(Collected data entries)
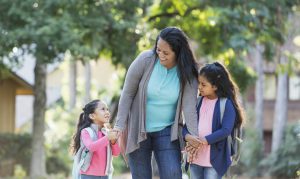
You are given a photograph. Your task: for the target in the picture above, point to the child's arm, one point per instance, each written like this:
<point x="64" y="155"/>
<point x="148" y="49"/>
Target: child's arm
<point x="193" y="140"/>
<point x="99" y="144"/>
<point x="227" y="125"/>
<point x="115" y="149"/>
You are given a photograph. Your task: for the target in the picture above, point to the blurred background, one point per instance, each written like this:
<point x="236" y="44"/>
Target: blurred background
<point x="56" y="55"/>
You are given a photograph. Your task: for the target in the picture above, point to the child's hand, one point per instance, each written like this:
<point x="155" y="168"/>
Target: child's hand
<point x="112" y="135"/>
<point x="203" y="141"/>
<point x="193" y="140"/>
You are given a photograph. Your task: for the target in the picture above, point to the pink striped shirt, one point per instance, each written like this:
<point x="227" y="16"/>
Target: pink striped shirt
<point x="205" y="128"/>
<point x="98" y="162"/>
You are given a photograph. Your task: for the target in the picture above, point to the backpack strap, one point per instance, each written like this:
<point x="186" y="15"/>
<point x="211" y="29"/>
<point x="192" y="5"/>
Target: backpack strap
<point x="222" y="107"/>
<point x="92" y="133"/>
<point x="86" y="160"/>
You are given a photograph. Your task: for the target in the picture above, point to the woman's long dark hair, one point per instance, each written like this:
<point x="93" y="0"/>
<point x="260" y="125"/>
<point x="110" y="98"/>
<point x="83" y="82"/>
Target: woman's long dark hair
<point x="83" y="122"/>
<point x="178" y="41"/>
<point x="218" y="75"/>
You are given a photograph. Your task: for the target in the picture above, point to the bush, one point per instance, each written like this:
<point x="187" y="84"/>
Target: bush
<point x="251" y="155"/>
<point x="286" y="161"/>
<point x="15" y="149"/>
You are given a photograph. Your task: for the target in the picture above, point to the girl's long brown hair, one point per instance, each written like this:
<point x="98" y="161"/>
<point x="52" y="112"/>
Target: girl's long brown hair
<point x="83" y="122"/>
<point x="218" y="75"/>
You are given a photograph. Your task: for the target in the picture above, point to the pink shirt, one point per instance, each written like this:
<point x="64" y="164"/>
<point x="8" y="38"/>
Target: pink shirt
<point x="98" y="162"/>
<point x="205" y="128"/>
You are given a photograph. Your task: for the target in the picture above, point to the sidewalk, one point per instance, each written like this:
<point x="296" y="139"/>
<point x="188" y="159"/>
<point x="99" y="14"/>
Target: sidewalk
<point x="128" y="176"/>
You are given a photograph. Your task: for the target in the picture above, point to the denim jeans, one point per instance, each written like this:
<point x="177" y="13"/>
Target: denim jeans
<point x="82" y="176"/>
<point x="199" y="172"/>
<point x="167" y="155"/>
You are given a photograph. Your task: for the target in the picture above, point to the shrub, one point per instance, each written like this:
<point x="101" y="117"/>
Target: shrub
<point x="286" y="161"/>
<point x="15" y="148"/>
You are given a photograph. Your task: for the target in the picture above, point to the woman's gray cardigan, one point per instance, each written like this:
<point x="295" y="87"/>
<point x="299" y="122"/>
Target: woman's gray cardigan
<point x="132" y="106"/>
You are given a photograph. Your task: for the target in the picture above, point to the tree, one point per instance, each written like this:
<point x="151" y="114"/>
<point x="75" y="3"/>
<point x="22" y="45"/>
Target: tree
<point x="47" y="29"/>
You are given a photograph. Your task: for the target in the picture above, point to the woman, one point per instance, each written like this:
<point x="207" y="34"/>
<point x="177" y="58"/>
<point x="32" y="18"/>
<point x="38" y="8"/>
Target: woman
<point x="160" y="91"/>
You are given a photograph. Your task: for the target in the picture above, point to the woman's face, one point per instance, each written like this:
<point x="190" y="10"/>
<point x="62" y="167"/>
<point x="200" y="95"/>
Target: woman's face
<point x="166" y="55"/>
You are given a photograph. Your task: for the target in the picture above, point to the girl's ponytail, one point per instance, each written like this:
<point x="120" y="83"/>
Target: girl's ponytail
<point x="233" y="92"/>
<point x="83" y="122"/>
<point x="219" y="76"/>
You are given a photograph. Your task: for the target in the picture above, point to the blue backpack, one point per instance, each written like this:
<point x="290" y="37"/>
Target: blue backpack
<point x="233" y="141"/>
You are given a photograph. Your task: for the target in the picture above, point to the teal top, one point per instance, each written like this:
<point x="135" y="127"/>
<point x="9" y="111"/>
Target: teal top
<point x="162" y="96"/>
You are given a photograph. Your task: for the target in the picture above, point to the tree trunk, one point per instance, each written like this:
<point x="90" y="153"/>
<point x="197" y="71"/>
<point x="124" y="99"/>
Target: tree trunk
<point x="73" y="84"/>
<point x="280" y="115"/>
<point x="259" y="93"/>
<point x="38" y="158"/>
<point x="88" y="75"/>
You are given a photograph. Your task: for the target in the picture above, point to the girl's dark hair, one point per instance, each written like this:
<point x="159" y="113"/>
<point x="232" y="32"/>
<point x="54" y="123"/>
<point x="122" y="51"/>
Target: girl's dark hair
<point x="217" y="75"/>
<point x="178" y="41"/>
<point x="83" y="122"/>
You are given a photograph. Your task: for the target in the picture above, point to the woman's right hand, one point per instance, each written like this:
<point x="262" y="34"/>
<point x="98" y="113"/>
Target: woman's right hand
<point x="194" y="141"/>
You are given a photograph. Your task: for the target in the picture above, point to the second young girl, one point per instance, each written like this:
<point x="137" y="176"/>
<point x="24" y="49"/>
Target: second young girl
<point x="95" y="114"/>
<point x="210" y="152"/>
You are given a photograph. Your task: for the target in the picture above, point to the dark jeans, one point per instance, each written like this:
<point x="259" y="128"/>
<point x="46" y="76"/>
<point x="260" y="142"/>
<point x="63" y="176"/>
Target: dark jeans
<point x="166" y="153"/>
<point x="199" y="172"/>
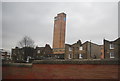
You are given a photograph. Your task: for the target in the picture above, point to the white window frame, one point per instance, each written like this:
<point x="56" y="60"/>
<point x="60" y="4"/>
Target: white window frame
<point x="111" y="55"/>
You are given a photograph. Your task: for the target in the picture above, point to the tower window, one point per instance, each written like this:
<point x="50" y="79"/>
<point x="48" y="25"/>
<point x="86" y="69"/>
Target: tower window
<point x="80" y="55"/>
<point x="111" y="46"/>
<point x="80" y="48"/>
<point x="70" y="49"/>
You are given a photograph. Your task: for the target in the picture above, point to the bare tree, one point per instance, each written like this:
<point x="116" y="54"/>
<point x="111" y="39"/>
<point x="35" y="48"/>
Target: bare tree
<point x="26" y="42"/>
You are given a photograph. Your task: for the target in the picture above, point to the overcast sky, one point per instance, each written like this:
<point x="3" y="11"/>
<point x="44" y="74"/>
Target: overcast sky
<point x="85" y="21"/>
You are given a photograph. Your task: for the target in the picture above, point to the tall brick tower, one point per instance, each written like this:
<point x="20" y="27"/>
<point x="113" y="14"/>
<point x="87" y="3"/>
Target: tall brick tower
<point x="59" y="33"/>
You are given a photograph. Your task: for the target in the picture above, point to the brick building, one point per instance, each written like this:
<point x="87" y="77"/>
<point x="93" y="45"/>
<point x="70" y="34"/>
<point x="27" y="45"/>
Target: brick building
<point x="112" y="49"/>
<point x="4" y="54"/>
<point x="74" y="51"/>
<point x="59" y="34"/>
<point x="92" y="50"/>
<point x="43" y="52"/>
<point x="87" y="50"/>
<point x="22" y="54"/>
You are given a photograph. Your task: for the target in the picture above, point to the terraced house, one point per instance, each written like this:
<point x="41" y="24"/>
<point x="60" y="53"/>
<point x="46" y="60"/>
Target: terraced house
<point x="87" y="50"/>
<point x="112" y="49"/>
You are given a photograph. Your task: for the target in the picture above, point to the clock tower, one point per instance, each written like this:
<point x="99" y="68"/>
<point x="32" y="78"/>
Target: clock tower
<point x="59" y="33"/>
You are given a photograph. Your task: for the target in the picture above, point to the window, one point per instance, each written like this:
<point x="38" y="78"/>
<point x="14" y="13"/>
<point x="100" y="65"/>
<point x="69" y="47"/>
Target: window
<point x="70" y="49"/>
<point x="112" y="55"/>
<point x="80" y="55"/>
<point x="38" y="51"/>
<point x="111" y="46"/>
<point x="69" y="56"/>
<point x="80" y="48"/>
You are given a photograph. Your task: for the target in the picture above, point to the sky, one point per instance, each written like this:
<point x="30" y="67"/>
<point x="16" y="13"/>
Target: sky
<point x="85" y="21"/>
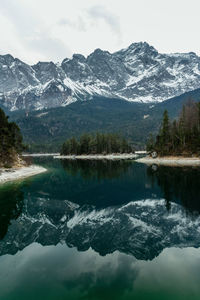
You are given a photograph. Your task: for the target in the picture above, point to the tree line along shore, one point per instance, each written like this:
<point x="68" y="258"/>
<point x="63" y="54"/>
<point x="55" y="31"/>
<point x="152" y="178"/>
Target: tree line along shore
<point x="11" y="142"/>
<point x="180" y="137"/>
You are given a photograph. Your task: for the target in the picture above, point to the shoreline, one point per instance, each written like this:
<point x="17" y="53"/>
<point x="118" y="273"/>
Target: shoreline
<point x="98" y="156"/>
<point x="39" y="154"/>
<point x="13" y="174"/>
<point x="173" y="161"/>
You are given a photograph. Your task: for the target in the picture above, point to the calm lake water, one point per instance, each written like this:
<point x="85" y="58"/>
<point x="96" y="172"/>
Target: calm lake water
<point x="101" y="230"/>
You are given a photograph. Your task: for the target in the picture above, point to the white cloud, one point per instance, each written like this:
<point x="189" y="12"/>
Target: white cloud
<point x="52" y="30"/>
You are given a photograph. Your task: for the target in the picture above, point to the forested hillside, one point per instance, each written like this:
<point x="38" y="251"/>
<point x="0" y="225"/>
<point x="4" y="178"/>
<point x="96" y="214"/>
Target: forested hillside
<point x="181" y="136"/>
<point x="46" y="130"/>
<point x="96" y="144"/>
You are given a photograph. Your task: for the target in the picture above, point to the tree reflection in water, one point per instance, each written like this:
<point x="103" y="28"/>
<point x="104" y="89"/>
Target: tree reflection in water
<point x="11" y="204"/>
<point x="94" y="169"/>
<point x="178" y="184"/>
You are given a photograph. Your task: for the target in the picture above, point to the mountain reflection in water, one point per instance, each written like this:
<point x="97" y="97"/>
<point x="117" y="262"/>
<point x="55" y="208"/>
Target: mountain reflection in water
<point x="140" y="211"/>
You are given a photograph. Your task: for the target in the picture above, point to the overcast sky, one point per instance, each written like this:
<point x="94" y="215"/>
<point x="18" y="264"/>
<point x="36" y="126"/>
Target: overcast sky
<point x="43" y="30"/>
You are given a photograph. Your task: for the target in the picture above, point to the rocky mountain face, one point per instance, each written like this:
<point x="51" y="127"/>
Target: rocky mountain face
<point x="138" y="73"/>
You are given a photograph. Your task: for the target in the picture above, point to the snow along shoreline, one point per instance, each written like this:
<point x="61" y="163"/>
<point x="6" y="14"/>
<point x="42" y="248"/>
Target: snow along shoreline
<point x="19" y="173"/>
<point x="99" y="156"/>
<point x="173" y="161"/>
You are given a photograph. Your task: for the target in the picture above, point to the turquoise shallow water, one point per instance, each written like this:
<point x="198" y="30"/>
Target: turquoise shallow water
<point x="101" y="230"/>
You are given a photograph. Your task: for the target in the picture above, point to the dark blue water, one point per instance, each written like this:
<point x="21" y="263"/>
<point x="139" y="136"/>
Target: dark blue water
<point x="101" y="230"/>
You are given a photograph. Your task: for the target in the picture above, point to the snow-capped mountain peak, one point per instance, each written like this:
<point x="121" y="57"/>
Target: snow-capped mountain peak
<point x="136" y="73"/>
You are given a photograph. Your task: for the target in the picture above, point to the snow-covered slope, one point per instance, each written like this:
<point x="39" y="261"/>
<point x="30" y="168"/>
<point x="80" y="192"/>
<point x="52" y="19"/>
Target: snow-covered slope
<point x="137" y="73"/>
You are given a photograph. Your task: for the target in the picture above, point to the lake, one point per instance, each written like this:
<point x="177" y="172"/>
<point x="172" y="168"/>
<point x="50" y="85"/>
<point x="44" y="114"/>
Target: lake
<point x="101" y="230"/>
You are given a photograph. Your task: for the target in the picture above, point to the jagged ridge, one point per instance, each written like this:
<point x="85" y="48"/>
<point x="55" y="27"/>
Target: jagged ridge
<point x="137" y="73"/>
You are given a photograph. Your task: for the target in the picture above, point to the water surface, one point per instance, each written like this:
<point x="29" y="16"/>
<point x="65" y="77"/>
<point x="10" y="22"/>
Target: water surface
<point x="101" y="230"/>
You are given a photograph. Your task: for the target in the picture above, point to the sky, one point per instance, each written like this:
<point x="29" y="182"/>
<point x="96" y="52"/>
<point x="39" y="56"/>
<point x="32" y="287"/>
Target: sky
<point x="51" y="30"/>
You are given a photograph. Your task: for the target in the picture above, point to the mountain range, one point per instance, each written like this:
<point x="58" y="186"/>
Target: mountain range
<point x="137" y="74"/>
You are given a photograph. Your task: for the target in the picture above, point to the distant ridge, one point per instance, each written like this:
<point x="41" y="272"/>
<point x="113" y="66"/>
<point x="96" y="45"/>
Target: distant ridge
<point x="137" y="73"/>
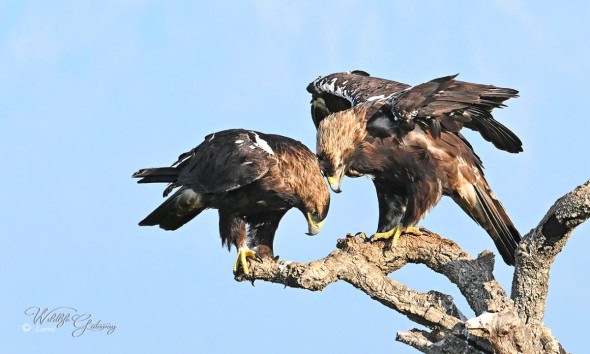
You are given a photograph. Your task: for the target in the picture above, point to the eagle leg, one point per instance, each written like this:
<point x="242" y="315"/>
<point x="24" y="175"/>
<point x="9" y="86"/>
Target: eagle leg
<point x="395" y="233"/>
<point x="417" y="230"/>
<point x="242" y="260"/>
<point x="391" y="234"/>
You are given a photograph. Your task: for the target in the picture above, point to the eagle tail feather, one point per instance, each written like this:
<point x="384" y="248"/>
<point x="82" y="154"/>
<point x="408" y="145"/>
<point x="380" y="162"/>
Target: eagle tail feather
<point x="180" y="208"/>
<point x="157" y="175"/>
<point x="494" y="219"/>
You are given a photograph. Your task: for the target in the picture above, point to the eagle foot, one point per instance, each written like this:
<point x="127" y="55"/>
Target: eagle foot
<point x="416" y="230"/>
<point x="391" y="234"/>
<point x="363" y="236"/>
<point x="242" y="260"/>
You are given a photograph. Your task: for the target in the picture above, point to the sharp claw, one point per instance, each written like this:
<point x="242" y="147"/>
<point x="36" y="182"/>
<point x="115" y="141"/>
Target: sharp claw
<point x="242" y="260"/>
<point x="363" y="236"/>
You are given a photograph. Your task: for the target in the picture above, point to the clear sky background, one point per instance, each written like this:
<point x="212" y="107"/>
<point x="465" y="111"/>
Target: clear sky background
<point x="92" y="91"/>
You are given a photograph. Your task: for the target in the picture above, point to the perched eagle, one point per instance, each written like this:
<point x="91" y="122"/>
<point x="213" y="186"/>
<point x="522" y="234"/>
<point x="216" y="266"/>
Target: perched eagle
<point x="407" y="140"/>
<point x="252" y="179"/>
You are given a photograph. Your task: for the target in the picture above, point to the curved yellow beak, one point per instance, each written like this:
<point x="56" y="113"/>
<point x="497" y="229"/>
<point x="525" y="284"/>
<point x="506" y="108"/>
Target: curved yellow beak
<point x="314" y="227"/>
<point x="335" y="184"/>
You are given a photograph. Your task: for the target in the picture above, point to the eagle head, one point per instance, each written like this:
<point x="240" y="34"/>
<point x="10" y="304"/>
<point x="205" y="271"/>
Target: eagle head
<point x="337" y="137"/>
<point x="316" y="202"/>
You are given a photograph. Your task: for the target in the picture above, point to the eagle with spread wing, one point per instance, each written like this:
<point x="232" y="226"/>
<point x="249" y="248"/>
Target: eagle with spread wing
<point x="252" y="179"/>
<point x="408" y="141"/>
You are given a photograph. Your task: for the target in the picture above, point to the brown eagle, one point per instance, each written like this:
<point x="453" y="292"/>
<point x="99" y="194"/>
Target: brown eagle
<point x="407" y="140"/>
<point x="252" y="179"/>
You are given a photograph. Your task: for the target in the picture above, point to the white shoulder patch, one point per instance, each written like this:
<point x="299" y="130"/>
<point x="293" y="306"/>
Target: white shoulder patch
<point x="261" y="143"/>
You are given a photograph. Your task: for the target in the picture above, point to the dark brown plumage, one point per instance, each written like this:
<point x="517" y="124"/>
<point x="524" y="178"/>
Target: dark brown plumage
<point x="251" y="178"/>
<point x="407" y="140"/>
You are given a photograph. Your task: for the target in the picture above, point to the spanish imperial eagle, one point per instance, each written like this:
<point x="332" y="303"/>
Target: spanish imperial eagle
<point x="407" y="140"/>
<point x="252" y="179"/>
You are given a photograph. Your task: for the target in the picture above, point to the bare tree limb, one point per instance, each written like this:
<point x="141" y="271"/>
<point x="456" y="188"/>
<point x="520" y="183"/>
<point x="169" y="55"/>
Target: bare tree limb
<point x="501" y="325"/>
<point x="539" y="248"/>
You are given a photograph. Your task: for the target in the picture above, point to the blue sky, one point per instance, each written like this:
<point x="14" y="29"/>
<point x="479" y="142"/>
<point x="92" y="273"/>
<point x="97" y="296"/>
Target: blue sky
<point x="92" y="91"/>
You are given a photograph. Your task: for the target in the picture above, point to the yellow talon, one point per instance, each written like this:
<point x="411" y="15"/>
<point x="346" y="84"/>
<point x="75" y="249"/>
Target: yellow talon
<point x="413" y="230"/>
<point x="242" y="260"/>
<point x="394" y="233"/>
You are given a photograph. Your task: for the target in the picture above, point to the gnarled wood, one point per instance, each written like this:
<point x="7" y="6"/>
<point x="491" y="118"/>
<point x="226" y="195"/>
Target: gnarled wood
<point x="502" y="324"/>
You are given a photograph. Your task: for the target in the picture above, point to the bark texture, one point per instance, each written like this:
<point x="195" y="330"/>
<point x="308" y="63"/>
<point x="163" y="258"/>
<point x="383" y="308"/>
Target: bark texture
<point x="503" y="324"/>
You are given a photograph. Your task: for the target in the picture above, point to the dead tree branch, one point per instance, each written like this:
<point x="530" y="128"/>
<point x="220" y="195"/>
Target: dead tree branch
<point x="502" y="324"/>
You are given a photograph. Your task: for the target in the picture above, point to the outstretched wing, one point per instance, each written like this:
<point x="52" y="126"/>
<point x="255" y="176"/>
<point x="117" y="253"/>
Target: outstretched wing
<point x="225" y="161"/>
<point x="338" y="92"/>
<point x="449" y="104"/>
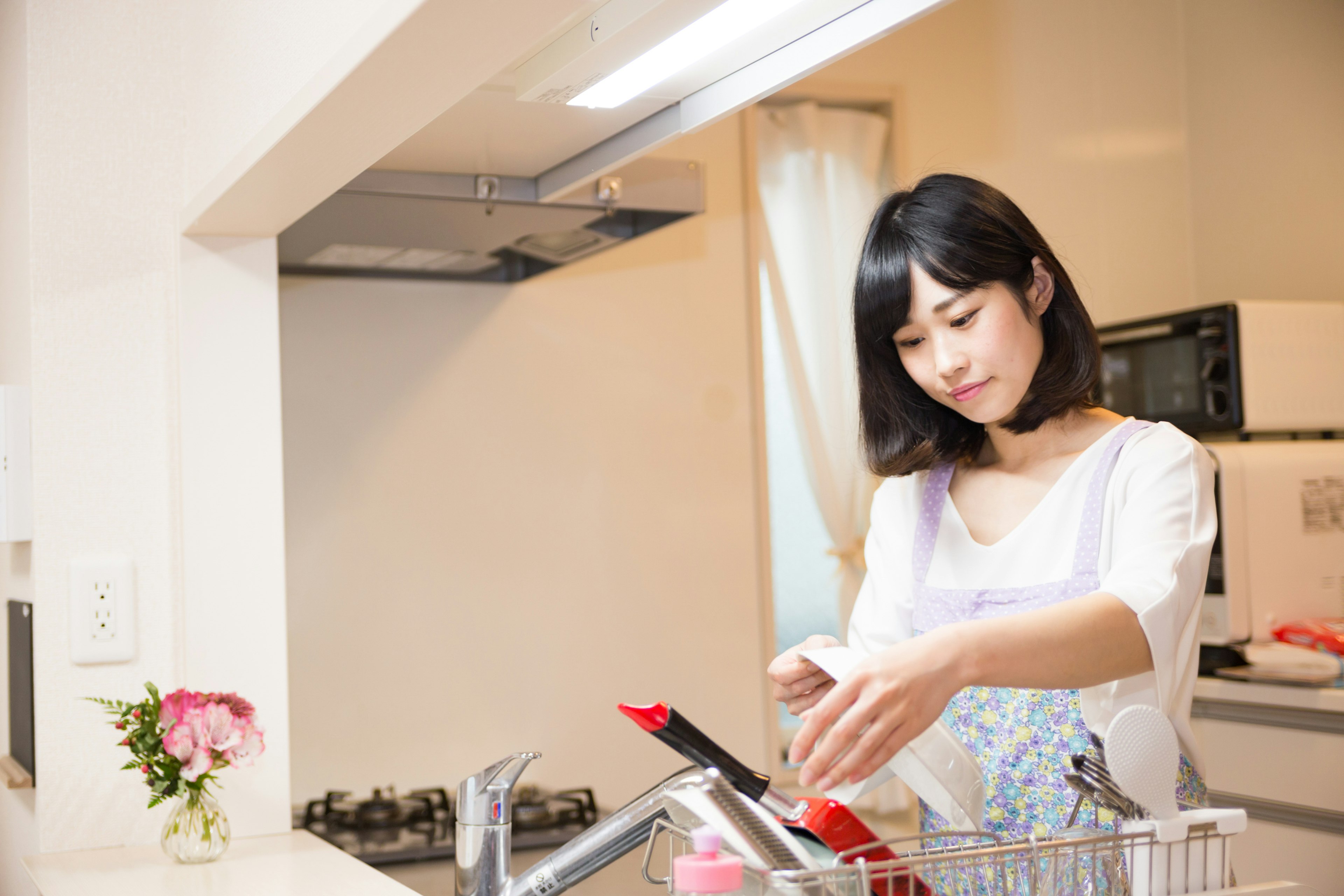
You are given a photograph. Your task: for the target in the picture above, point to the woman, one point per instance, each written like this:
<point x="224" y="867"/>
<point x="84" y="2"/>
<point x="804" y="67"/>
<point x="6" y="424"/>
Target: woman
<point x="1035" y="562"/>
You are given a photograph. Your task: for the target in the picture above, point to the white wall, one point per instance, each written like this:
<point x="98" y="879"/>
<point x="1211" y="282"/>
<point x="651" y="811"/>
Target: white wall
<point x="18" y="808"/>
<point x="244" y="59"/>
<point x="510" y="508"/>
<point x="148" y="354"/>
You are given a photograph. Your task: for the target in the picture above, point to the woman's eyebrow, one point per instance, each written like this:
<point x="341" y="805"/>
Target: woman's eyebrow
<point x="948" y="303"/>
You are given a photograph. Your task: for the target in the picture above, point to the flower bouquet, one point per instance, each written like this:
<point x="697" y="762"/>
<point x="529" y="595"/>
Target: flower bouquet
<point x="178" y="742"/>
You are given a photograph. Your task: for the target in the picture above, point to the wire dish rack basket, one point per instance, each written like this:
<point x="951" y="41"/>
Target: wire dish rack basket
<point x="1073" y="863"/>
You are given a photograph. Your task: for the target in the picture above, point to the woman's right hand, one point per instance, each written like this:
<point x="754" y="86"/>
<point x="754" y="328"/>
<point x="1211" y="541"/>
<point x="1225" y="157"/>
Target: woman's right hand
<point x="800" y="684"/>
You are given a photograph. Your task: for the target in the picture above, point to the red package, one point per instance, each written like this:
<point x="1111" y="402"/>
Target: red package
<point x="1322" y="635"/>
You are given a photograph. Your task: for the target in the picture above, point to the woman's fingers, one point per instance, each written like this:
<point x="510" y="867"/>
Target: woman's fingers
<point x="838" y="705"/>
<point x="814" y="723"/>
<point x="882" y="755"/>
<point x="802" y="686"/>
<point x="798" y="706"/>
<point x="834" y="746"/>
<point x="861" y="751"/>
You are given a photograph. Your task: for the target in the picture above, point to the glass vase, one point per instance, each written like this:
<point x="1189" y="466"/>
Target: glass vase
<point x="197" y="830"/>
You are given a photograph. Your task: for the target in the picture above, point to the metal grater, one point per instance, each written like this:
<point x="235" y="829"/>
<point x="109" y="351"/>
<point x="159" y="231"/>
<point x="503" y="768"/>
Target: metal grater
<point x="734" y="805"/>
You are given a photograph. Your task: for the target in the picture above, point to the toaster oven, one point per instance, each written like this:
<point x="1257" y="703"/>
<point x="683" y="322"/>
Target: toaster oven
<point x="1253" y="366"/>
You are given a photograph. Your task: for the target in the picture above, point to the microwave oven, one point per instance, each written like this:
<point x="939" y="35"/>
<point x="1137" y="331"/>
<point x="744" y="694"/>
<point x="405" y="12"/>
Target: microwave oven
<point x="1253" y="366"/>
<point x="1279" y="554"/>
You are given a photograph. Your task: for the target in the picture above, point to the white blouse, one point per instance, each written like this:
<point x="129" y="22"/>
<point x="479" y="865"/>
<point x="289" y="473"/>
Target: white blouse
<point x="1158" y="530"/>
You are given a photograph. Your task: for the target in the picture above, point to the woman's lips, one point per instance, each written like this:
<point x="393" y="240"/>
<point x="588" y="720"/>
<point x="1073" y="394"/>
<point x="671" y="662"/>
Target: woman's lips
<point x="967" y="393"/>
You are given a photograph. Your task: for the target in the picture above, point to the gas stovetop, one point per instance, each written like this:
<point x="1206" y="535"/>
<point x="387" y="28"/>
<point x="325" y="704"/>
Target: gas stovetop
<point x="390" y="828"/>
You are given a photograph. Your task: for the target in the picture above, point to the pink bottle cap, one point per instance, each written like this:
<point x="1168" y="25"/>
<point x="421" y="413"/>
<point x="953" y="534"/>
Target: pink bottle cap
<point x="707" y="871"/>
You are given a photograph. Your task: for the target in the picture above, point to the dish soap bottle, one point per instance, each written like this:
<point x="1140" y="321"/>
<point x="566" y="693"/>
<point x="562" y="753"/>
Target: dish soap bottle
<point x="707" y="871"/>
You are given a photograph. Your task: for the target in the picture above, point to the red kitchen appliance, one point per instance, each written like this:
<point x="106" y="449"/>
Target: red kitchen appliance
<point x="1320" y="635"/>
<point x="826" y="820"/>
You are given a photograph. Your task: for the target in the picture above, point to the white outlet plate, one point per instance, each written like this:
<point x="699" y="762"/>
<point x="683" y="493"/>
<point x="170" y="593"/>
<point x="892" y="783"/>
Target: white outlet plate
<point x="103" y="609"/>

### TO BE DONE
Quote the line that contains "the red kitchen" and each line after it through the end of the data, exactly, leaving out everything else.

### RESULT FOR THIS EXERCISE
You are given a photograph. Your task: for the target in the picture above, point to the red kitchen appliance, one point per instance, each written like this:
<point x="106" y="449"/>
Target: red kitchen appliance
<point x="1320" y="635"/>
<point x="826" y="820"/>
You are given a photograph. Your task: for the target in the picture above, point to the white outlet plate, one point per instance, each written like this:
<point x="699" y="762"/>
<point x="683" y="493"/>
<point x="170" y="593"/>
<point x="892" y="783"/>
Target: white outlet plate
<point x="103" y="609"/>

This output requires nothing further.